Transcribe, exactly and without pictures, the lines below from the line with "the red and" to the line with "of the black", both ends included, and no others.

_Entries provided_:
========================================================================

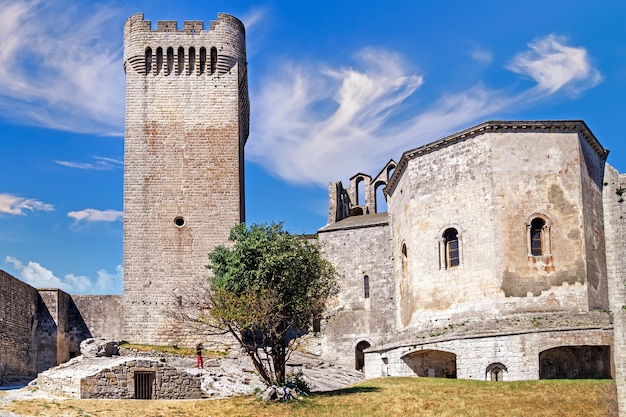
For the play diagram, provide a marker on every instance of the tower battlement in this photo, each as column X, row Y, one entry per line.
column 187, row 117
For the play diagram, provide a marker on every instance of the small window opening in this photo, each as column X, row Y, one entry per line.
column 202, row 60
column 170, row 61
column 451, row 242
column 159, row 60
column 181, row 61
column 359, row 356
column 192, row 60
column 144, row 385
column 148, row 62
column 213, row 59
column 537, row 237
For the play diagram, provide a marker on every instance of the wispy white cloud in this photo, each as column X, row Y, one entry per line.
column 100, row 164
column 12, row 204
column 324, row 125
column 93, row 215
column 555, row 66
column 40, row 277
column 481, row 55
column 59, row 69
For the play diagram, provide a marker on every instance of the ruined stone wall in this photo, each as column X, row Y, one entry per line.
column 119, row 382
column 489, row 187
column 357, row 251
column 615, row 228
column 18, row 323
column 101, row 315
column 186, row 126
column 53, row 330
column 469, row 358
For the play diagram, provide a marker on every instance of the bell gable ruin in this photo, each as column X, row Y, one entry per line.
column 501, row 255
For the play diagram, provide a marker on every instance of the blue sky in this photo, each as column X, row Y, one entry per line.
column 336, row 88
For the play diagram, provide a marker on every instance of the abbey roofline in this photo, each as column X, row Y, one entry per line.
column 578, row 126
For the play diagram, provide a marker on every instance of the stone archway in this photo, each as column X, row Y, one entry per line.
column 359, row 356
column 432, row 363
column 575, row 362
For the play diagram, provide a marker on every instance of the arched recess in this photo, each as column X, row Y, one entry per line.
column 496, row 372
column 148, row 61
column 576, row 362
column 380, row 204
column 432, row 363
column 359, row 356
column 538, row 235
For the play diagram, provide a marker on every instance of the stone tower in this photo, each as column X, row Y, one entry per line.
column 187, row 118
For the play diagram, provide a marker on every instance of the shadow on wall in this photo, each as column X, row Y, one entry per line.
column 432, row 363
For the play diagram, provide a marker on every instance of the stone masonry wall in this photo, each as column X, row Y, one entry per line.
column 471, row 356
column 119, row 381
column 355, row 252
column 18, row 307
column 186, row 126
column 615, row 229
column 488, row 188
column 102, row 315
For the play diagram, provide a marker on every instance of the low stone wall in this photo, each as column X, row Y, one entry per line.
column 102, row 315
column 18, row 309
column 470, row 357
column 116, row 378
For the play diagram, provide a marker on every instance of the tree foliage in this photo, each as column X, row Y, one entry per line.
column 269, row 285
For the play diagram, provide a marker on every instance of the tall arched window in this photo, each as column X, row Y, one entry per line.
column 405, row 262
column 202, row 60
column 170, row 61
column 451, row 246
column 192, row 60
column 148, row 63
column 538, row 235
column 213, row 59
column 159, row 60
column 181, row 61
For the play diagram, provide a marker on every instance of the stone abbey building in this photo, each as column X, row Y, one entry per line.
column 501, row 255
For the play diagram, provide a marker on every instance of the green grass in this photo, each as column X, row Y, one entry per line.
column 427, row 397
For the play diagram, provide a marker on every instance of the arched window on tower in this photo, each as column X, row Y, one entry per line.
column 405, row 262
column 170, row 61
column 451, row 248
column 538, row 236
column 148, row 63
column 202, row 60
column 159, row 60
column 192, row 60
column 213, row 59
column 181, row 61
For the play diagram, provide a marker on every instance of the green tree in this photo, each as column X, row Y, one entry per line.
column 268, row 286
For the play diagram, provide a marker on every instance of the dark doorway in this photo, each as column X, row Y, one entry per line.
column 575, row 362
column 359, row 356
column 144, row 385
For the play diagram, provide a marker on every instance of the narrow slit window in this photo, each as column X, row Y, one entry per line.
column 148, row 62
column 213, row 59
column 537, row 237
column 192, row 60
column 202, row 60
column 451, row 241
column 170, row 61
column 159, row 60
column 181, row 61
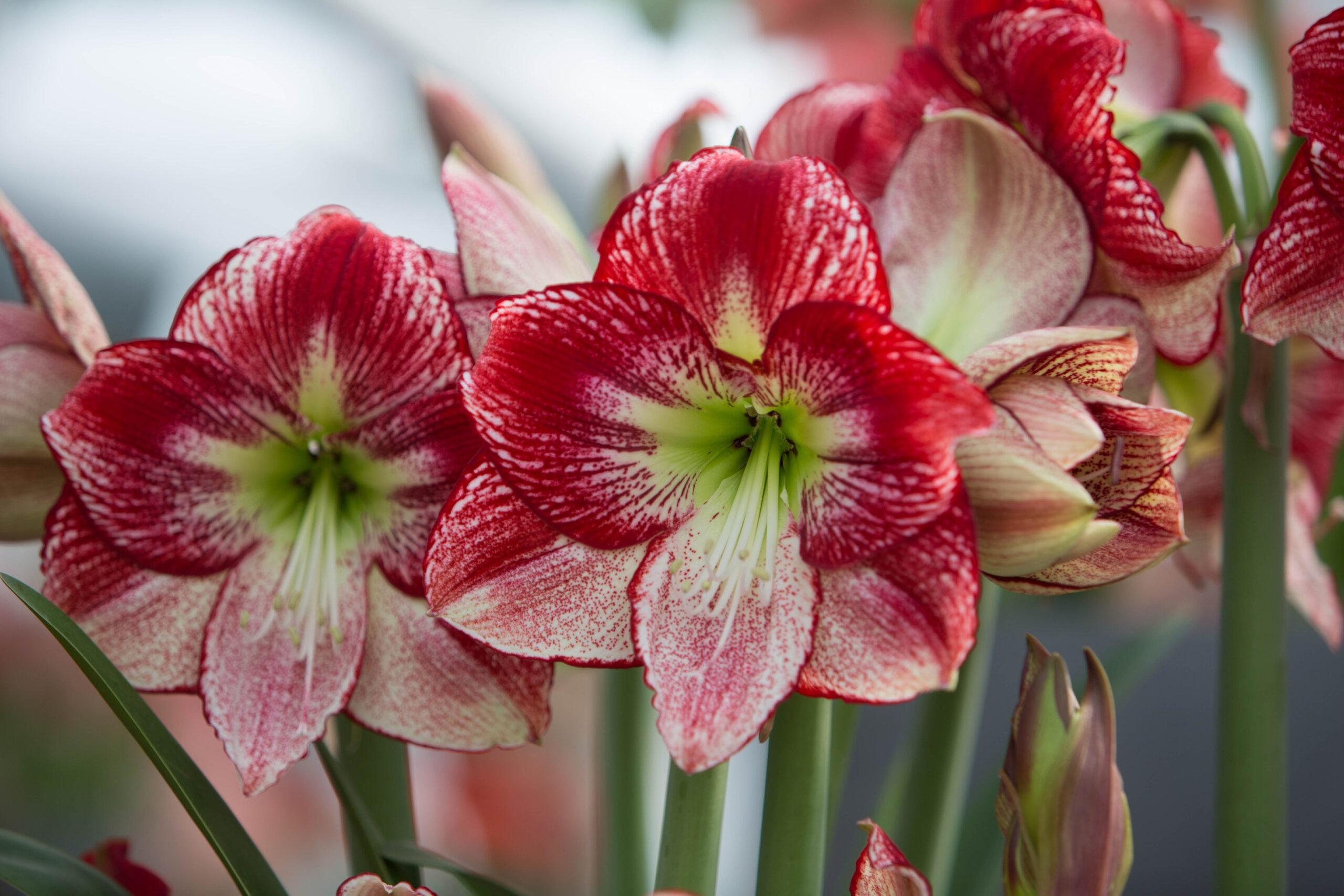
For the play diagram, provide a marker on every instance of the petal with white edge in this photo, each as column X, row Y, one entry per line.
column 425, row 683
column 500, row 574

========================================================================

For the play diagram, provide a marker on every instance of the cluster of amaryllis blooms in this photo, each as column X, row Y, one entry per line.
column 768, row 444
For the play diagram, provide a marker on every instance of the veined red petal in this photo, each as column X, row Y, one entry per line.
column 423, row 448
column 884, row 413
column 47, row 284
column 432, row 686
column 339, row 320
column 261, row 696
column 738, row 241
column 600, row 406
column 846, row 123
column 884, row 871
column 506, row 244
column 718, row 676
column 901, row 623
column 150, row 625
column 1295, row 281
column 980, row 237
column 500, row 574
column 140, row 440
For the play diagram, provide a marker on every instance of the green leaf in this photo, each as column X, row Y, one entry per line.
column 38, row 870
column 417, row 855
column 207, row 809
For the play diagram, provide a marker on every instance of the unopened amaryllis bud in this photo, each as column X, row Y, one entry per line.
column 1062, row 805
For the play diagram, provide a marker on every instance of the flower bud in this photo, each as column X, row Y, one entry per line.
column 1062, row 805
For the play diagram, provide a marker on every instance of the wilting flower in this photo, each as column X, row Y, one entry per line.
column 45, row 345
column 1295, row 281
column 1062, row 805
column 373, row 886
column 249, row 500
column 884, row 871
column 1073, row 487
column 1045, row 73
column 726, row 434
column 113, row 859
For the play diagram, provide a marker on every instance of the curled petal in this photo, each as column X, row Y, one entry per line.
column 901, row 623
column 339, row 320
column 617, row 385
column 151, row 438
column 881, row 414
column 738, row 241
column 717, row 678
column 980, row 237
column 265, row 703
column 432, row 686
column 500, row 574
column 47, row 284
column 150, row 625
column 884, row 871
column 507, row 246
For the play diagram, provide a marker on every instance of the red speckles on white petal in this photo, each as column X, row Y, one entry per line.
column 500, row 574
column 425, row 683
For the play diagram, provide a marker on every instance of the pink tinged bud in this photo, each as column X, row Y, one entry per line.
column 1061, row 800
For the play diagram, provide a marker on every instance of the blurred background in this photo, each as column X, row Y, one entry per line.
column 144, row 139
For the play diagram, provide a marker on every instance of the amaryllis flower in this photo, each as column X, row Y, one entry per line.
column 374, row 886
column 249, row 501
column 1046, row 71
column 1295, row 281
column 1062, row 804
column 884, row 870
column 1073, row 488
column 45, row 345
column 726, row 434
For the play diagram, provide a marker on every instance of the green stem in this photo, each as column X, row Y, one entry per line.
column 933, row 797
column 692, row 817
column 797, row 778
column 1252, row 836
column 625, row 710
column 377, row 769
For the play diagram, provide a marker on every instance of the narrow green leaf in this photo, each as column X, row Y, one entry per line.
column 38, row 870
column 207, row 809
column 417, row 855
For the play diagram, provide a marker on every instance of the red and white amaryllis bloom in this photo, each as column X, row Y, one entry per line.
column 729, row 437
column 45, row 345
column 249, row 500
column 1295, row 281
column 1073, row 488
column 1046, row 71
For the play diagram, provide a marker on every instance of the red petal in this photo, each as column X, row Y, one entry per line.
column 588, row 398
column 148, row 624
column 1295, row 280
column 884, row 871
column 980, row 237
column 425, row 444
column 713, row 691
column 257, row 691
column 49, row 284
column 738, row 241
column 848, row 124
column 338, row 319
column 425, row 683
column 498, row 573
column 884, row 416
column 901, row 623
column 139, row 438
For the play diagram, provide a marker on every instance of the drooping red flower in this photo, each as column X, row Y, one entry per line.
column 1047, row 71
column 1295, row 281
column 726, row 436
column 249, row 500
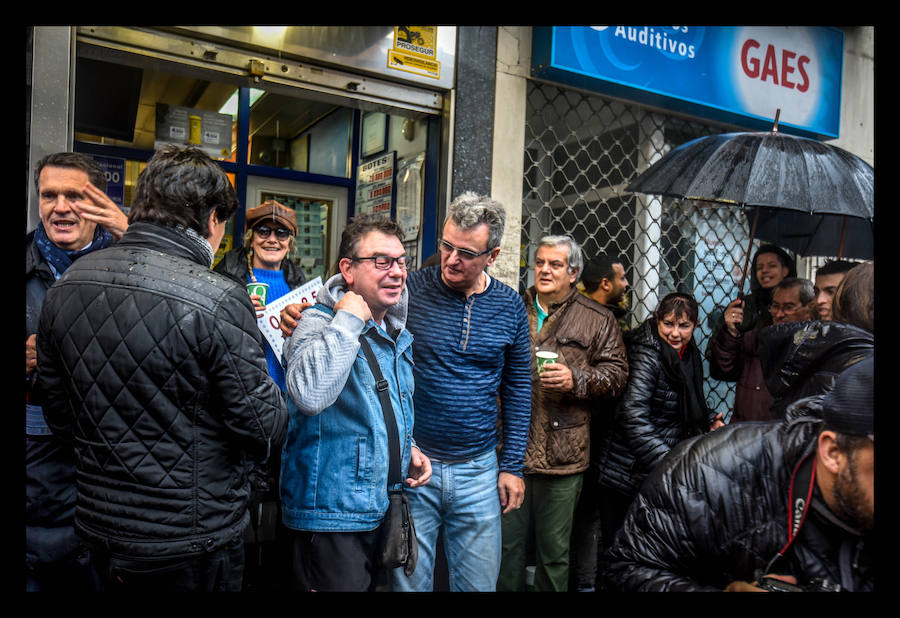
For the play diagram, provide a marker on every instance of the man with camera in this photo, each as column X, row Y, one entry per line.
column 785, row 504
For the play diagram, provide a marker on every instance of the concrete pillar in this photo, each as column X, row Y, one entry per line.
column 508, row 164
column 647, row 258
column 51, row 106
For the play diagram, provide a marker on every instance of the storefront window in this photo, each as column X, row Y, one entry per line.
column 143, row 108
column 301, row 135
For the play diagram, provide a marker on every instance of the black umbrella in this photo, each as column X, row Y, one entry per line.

========================================================================

_Solution for this problem_:
For the play diagram, provide a marker on every instance of the red and white amaryllis bloom in this photo, each as column X, row Y, one entry per line.
column 729, row 437
column 45, row 345
column 249, row 500
column 1295, row 281
column 1073, row 488
column 1046, row 71
For the play diagram, provide a marker on every instance of the red petal in this photo, each as column X, row Y, one entry per line.
column 588, row 398
column 148, row 624
column 1295, row 280
column 884, row 871
column 980, row 237
column 425, row 444
column 713, row 691
column 257, row 691
column 49, row 284
column 738, row 241
column 848, row 124
column 338, row 319
column 425, row 683
column 498, row 573
column 884, row 416
column 901, row 623
column 139, row 438
For the play diagram, provide a marker on every instance of the drooping red flower in this photo, each as column X, row Y, one entry per line.
column 1047, row 71
column 1295, row 281
column 726, row 436
column 249, row 500
For the play diagram, provide a marker on every instance of the man with camera in this photo, each as column X, row Y, one entry per line.
column 785, row 504
For the play diagram, provide a marker on every instance of the concrete pillar in this photo, each as column X, row Y, one entry per line.
column 508, row 164
column 647, row 258
column 51, row 106
For the play diagram, provide a marker on every instance of the storefront window in this photo, each as column X, row Y, one entry per line.
column 143, row 108
column 301, row 135
For the play diagram, provide a marker on every instance of the black umbrella in this photo, each as column X, row Y, one entry per line.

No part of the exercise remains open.